_Required work:_
In the forum comments, which company provided the writer's blacklisted IP address?

_Document passage:_
• • • • • • •
Authored by: Anonymous on Monday, October 23 2006 @ 07:29 AM EDT
Who do these judges think they are? Some district judge in IL, thinks he has
jurisdiction over a UK business? Then he get all petulant when the UK business
ignores him.

[ Reply to This | # ]

Spamhaus Not The Good Guy Here.
Authored by: Anonymous on Monday, October 23 2006 @ 09:52 AM EDT
My story has nothing to do with email marketing.

I work for a small enterprise where we are in the process of building a
computer-based transcription system for medical transcribers.

Part of what we're doing is gathering sound files from medical transcription
companies. The easiest way to do this is by email.

What makes it difficult to complete this process - sending a notification email
to a list of 10 people - is when the ISP of one of the transcription companies
uses Spamhaus and they have an entire block of IPs on blacklist and my IP from
Embarq was in that block of 255 IP addresses.

Spamhaus absolutely refused to remove our IP from their blacklist. I received no
reply whatsoever to my request. In their FAQ section at the time was some blurb
about blacklisting entire blocks in order to force ISPs to take action against
spammers.

Personally, I can understand the desire of organizations using things like
Spamhaus, but this is fracking riduculous.

Consider the impression this makes on our prospective customer when we can't
even get email to them. It sounds like a bad excuse to blame it on their ISP.

It is time for businesses that are run like Spamhaus to be shutdown. They
operate just as badly and irresponsibly as the spammers they are trying to
eliminate.

[ Reply to This | # ]

Tripity, tripity, tripity
Authored by: Anonymous on Monday, October 23 2006 @ 04:50 PM EDT
My, we do seem to have woken the trolls.
• • • • • • •
Stored data entries
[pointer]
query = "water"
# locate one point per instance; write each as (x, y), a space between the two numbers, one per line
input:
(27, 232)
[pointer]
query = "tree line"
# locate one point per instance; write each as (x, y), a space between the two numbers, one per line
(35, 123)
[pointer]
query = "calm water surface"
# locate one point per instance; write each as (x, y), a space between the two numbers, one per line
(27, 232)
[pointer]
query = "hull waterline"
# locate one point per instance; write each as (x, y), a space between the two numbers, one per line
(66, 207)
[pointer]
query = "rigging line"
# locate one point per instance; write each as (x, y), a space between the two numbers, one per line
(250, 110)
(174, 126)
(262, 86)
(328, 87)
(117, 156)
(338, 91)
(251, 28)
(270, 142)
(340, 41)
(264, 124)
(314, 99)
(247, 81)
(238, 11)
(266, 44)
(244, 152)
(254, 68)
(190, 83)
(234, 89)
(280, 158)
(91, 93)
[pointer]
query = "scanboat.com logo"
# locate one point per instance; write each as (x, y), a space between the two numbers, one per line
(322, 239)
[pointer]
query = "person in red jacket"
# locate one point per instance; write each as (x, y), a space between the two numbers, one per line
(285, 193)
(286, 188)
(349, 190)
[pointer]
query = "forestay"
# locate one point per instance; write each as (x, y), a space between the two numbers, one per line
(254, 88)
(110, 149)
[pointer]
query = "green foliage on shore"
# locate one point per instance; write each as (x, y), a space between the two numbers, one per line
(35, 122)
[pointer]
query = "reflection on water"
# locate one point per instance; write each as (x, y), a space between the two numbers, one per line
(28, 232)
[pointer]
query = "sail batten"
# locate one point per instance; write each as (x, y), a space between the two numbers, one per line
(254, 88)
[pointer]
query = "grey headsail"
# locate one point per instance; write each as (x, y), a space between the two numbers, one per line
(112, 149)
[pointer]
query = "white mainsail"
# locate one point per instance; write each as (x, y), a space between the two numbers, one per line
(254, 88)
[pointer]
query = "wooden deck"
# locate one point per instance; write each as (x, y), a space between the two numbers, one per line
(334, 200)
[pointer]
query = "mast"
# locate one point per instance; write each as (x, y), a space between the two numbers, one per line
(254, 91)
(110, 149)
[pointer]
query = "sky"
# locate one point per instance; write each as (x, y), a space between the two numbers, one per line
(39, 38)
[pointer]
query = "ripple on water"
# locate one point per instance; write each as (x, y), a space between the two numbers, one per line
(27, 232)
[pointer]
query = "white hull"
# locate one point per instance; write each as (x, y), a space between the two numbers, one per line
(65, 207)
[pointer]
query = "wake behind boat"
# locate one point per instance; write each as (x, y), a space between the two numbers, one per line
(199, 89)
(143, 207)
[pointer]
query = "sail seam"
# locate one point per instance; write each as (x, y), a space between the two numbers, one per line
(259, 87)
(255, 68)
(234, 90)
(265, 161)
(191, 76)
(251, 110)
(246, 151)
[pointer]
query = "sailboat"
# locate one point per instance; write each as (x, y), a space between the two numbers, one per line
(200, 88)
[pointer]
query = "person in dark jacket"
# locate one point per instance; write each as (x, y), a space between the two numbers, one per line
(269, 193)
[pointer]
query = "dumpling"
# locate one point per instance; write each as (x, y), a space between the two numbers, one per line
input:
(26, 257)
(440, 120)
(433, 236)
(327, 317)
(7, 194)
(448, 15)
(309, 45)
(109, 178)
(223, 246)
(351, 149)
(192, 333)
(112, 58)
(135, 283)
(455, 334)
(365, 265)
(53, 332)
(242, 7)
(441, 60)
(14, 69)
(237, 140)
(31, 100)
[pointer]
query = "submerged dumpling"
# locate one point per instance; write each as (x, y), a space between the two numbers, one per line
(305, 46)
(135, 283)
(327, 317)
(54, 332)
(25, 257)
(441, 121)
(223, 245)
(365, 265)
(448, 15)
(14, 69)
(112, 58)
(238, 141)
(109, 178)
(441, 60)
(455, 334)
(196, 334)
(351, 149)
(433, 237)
• • • • • • •
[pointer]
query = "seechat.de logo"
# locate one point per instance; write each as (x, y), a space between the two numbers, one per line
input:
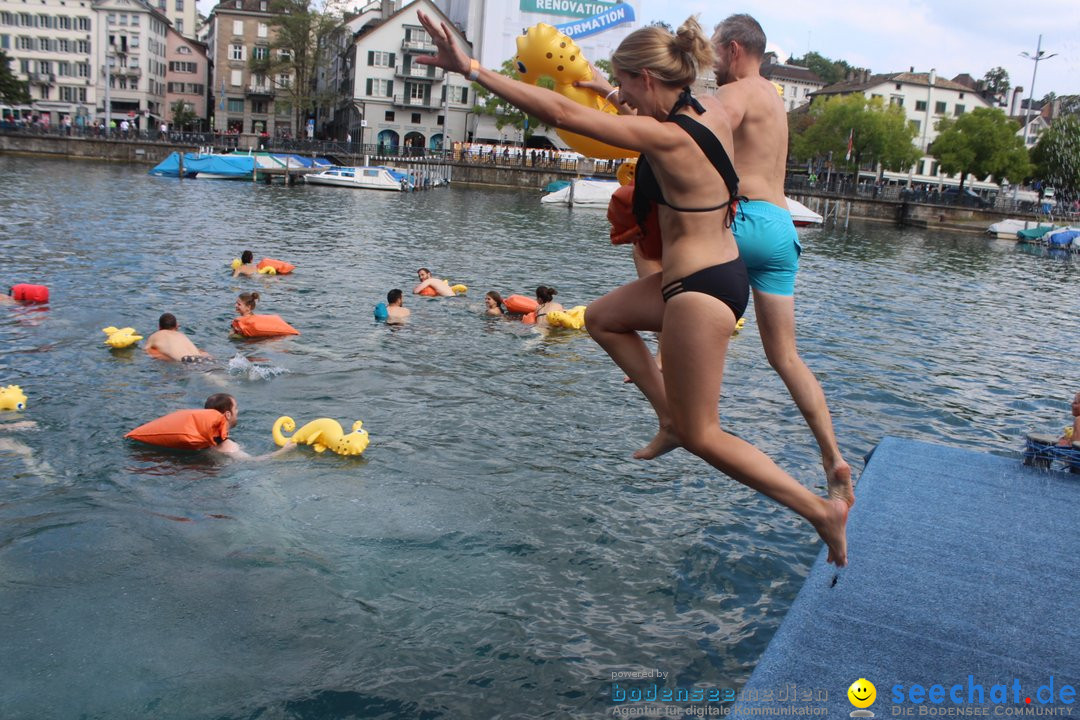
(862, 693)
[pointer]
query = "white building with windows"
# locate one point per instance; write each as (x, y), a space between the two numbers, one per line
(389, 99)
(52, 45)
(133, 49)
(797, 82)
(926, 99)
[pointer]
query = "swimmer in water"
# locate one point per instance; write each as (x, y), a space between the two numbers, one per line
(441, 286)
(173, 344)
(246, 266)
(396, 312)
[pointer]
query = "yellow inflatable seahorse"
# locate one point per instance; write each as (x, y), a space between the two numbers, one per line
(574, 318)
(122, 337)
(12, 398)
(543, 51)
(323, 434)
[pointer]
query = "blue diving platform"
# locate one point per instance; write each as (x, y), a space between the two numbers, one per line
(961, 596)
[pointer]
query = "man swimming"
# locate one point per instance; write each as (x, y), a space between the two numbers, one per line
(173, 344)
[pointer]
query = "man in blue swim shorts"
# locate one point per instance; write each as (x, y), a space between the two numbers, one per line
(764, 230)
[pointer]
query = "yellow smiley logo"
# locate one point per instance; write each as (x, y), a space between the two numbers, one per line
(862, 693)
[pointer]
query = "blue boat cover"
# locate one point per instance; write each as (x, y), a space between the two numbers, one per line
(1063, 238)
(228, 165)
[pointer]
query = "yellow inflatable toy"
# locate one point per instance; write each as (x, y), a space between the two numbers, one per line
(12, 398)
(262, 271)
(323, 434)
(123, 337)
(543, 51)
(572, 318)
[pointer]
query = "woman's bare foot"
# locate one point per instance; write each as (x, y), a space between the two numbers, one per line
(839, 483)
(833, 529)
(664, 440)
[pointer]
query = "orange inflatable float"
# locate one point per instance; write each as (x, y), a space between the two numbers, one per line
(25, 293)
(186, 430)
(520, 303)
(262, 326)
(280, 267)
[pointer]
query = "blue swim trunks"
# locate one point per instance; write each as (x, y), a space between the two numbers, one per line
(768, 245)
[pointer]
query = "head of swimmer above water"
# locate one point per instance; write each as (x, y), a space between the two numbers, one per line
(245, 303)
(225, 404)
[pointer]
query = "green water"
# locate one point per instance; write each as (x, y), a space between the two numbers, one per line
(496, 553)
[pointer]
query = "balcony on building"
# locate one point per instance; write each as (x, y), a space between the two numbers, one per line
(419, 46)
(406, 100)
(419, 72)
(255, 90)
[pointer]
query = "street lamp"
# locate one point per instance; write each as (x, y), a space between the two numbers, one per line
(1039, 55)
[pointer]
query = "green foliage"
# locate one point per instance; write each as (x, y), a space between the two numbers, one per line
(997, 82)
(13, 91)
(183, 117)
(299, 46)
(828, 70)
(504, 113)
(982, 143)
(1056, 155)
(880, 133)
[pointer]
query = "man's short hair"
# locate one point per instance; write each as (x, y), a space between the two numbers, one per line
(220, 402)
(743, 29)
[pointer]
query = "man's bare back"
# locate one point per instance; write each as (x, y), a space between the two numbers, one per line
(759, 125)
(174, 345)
• • • • • • •
_Answer for this exercise:_
Embarq